**Stored rows**
· · · · · · ·
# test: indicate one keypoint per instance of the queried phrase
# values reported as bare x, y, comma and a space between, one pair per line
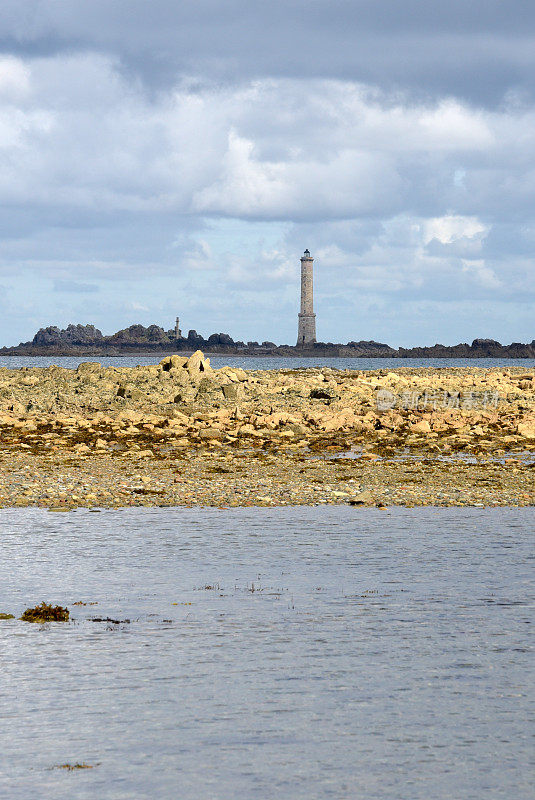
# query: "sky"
170, 158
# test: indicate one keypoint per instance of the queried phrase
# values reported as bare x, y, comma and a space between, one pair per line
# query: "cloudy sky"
176, 157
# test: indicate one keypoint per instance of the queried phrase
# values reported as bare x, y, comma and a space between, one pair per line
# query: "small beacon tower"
306, 332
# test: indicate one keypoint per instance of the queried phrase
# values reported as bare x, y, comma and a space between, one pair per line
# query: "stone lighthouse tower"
306, 333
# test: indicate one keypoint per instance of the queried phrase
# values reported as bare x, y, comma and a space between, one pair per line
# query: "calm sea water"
339, 653
251, 362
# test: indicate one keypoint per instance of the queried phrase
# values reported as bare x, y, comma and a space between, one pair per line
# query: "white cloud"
398, 200
451, 228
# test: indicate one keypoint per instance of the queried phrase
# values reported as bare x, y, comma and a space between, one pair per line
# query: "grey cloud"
476, 50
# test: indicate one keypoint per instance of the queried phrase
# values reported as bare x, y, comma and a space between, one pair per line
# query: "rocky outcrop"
86, 339
181, 432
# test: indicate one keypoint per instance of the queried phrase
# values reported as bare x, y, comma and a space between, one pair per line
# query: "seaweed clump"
46, 613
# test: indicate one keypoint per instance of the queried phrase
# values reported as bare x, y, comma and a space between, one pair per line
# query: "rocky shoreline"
86, 340
180, 433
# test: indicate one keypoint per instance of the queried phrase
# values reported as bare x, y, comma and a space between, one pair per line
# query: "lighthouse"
306, 331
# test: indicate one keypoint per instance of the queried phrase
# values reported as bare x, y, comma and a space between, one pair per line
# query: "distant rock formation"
88, 340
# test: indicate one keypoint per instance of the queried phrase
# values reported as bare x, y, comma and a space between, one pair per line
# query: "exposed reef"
80, 340
181, 433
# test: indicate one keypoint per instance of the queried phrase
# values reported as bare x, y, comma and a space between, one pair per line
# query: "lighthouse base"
306, 331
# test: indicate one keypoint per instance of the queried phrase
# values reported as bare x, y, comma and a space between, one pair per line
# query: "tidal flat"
182, 433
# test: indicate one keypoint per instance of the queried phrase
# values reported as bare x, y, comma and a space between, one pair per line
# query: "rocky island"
181, 433
86, 340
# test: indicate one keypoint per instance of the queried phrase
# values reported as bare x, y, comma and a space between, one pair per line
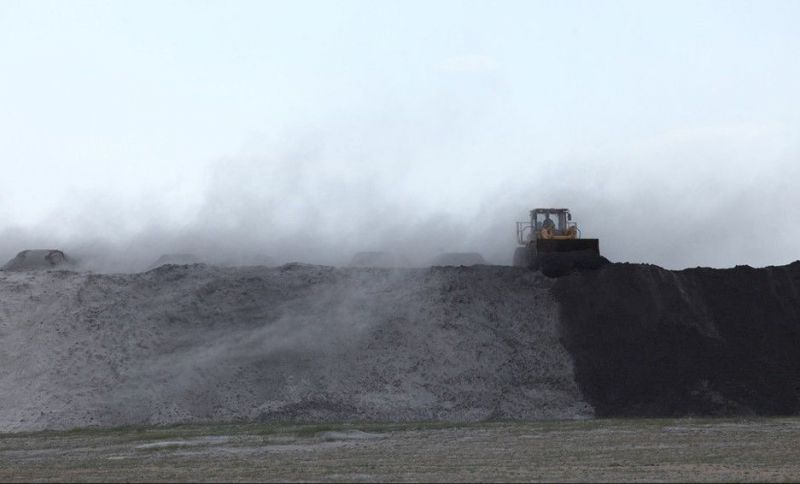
· · · · · · ·
**Given request**
Return every line of the material above that contains the word "tower", copying each one unchanged.

**Correct output**
# query: "small beacon tower"
# query: "stone lighthouse tower"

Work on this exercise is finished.